### Text excerpt
---

The Film Museum in Lodz invites you to the first part of the new permanent exhibition which is devoted to the development of entertainment and cinema from the turn of the 19th and 20th centuries until 1939. The second part of the exhibition – covering the period from 1954 to the present day – has been available to visitors since December 29th, 2021.

            Railway, telegraph, telephone, electricity, globalization, cinematograph… The nineteenth-century witnessed changes that brought about rapid modernization. Part of these changes was the emergence of the phenomenon of leisure and the mass culture that catered for this demand. Łódź – a large industrial centre typical of modernity – quickly became a city of attractions with a wide range of entertainments, and it was the cinemas that came to dominate more and more.

---

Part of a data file
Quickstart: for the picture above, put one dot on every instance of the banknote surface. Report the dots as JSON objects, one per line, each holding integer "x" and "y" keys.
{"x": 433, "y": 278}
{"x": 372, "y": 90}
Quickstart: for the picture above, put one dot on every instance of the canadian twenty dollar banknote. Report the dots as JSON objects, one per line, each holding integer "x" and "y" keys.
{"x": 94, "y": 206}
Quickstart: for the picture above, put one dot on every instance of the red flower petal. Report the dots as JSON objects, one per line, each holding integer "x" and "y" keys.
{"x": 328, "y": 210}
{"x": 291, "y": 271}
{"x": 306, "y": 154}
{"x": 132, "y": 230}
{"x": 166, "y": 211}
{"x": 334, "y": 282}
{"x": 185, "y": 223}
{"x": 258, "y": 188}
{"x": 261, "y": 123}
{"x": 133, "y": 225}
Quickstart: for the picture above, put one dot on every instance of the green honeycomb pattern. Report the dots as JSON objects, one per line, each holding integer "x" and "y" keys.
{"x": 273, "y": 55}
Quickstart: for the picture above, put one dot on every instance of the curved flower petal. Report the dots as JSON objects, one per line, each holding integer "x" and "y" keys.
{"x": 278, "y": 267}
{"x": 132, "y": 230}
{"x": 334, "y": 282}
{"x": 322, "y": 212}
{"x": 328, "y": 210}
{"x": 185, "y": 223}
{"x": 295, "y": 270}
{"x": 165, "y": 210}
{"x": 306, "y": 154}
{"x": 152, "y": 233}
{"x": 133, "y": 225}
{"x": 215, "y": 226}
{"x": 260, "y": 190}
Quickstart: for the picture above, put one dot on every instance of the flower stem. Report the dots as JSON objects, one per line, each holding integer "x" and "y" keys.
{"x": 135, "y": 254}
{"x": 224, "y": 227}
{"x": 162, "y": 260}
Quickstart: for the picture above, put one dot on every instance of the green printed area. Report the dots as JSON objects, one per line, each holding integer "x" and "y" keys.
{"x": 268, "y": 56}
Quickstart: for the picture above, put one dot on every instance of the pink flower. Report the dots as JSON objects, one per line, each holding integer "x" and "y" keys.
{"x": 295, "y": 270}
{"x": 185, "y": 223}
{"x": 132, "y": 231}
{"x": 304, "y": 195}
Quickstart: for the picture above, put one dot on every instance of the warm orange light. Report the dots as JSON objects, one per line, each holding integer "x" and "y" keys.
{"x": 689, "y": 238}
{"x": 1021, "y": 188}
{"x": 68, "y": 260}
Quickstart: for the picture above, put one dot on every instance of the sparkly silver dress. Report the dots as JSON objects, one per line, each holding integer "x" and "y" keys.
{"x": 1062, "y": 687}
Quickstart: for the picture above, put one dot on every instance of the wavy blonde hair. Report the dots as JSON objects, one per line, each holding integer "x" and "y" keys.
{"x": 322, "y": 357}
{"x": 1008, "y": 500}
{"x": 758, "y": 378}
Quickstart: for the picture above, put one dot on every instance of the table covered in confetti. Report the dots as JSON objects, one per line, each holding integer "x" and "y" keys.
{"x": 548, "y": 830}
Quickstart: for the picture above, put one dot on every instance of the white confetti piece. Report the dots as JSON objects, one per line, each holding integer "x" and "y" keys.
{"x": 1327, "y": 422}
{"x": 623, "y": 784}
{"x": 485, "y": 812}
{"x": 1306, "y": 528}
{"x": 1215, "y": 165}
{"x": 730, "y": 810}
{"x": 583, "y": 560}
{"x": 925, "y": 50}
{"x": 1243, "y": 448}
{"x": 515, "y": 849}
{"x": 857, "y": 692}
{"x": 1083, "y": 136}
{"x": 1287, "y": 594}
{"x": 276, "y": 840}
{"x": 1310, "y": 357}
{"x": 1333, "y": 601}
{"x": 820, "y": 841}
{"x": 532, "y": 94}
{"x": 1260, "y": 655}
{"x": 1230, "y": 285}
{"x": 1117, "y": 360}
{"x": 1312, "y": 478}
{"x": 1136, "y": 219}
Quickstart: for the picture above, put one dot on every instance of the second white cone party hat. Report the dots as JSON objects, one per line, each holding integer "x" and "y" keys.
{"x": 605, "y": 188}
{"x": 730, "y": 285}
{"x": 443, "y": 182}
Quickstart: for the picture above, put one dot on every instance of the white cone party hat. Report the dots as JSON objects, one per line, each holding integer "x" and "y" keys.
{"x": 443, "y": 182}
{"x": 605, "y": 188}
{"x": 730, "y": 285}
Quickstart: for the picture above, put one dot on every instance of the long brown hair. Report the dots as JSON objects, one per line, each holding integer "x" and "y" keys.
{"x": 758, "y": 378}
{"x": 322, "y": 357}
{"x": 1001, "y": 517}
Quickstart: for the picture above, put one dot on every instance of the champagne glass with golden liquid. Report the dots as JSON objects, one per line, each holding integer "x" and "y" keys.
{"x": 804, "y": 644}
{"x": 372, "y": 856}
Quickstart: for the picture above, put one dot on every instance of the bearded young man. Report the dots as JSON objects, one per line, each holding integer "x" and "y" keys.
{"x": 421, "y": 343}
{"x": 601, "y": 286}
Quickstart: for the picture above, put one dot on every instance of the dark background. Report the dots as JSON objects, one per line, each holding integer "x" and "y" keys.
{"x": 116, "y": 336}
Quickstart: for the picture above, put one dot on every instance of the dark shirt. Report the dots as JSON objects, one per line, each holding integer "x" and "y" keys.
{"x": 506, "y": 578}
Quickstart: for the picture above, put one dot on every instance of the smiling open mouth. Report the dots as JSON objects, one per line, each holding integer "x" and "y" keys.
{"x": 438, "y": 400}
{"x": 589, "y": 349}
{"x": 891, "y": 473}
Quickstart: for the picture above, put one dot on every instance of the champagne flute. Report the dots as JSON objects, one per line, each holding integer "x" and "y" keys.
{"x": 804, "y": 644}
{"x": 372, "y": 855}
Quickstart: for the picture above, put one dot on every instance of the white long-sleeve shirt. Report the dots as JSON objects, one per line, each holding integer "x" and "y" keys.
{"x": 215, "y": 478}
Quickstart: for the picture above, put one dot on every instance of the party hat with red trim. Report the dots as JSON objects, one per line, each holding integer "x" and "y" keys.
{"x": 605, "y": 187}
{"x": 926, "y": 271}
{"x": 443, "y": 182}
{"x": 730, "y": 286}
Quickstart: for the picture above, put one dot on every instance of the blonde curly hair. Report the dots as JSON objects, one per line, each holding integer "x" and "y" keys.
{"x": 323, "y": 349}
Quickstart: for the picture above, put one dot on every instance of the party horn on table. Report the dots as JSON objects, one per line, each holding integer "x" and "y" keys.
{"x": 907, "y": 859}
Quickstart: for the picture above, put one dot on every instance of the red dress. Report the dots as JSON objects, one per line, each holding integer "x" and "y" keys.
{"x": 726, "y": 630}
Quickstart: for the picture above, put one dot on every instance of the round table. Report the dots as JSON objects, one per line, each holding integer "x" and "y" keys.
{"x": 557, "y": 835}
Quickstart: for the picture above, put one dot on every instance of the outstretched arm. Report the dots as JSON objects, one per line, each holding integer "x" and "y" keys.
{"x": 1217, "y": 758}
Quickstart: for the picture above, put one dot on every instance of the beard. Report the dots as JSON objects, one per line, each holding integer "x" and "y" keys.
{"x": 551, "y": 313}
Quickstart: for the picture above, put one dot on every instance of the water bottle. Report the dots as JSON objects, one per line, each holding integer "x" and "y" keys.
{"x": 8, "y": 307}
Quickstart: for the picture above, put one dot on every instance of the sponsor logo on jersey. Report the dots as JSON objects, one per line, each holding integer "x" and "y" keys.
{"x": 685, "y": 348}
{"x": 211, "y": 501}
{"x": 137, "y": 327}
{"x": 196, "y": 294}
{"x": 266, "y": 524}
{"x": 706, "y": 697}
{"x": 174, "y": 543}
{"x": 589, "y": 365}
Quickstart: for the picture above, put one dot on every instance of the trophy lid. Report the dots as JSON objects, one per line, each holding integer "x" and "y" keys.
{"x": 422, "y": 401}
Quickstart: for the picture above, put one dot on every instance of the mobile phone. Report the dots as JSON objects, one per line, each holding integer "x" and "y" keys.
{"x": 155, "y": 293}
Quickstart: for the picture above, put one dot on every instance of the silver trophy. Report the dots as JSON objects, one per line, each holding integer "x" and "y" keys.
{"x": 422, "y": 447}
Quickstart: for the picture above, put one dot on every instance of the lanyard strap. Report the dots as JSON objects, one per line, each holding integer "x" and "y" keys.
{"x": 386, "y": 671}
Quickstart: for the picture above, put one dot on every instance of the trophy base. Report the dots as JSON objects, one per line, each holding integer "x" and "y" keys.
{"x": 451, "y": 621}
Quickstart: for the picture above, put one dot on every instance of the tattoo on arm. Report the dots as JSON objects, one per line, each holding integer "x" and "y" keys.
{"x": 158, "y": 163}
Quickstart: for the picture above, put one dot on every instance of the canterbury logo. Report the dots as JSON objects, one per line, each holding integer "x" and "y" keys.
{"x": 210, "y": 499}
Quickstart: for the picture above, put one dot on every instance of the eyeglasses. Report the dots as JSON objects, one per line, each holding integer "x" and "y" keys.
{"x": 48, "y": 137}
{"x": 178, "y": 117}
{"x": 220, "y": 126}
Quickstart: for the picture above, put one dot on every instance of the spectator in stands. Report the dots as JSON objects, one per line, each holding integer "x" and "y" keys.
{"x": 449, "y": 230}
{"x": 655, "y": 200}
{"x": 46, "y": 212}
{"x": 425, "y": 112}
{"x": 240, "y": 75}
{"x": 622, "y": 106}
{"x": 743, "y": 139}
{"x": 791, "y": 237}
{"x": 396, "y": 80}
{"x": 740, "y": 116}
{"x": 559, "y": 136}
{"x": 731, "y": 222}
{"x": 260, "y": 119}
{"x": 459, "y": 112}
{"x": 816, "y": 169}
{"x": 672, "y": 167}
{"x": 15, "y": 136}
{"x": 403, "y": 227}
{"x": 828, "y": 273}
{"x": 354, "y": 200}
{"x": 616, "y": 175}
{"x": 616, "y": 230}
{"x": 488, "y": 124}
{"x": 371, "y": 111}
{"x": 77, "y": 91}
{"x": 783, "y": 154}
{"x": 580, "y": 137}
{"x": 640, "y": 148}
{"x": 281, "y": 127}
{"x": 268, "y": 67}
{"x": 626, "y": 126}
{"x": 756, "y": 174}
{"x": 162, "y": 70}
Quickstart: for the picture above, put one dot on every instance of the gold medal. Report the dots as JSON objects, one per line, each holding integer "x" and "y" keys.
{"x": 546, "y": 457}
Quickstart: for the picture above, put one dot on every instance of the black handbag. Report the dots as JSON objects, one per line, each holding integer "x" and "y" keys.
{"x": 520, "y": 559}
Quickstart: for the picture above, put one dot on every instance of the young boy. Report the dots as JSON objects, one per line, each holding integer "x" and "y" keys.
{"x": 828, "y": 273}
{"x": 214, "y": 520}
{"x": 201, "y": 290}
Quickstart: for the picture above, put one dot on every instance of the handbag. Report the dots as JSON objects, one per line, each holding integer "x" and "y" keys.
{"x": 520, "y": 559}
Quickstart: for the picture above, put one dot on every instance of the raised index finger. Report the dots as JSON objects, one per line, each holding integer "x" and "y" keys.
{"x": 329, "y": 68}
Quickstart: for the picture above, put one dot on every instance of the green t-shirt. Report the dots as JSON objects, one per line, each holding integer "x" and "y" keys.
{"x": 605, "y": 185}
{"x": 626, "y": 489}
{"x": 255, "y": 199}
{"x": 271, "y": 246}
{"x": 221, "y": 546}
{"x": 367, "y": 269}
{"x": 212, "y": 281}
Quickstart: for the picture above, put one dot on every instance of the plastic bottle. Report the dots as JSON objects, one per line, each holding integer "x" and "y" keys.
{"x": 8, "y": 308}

---

### Tasks to carry out
- A) According to the Film Museum exhibition text, since what date has the second part of the exhibition been open to visitors?
- B) Continue the Film Museum exhibition text, picking up after its final sentence.

### Answer set
- A) Since December 29th, 2021.

- B)
            Before cinema acquired its own identity as a separate form of entertainment, in the first years of the 20th century, the apparatus known as the cinematograph was used to complement the attractions offered by existing entertainment companies.  Film projections were initially grouped together with optical devices popular in the culture of attractions at the time: kinetoscopes, slide projectors called magic lanterns, mutoscopes or devices for viewing three-dimensional photos, such as photoplasticon (Kaiser-Panorama), as well as exhibitions of curiosities and wonders (panopticons) or performances of travelling showmen in cabarets.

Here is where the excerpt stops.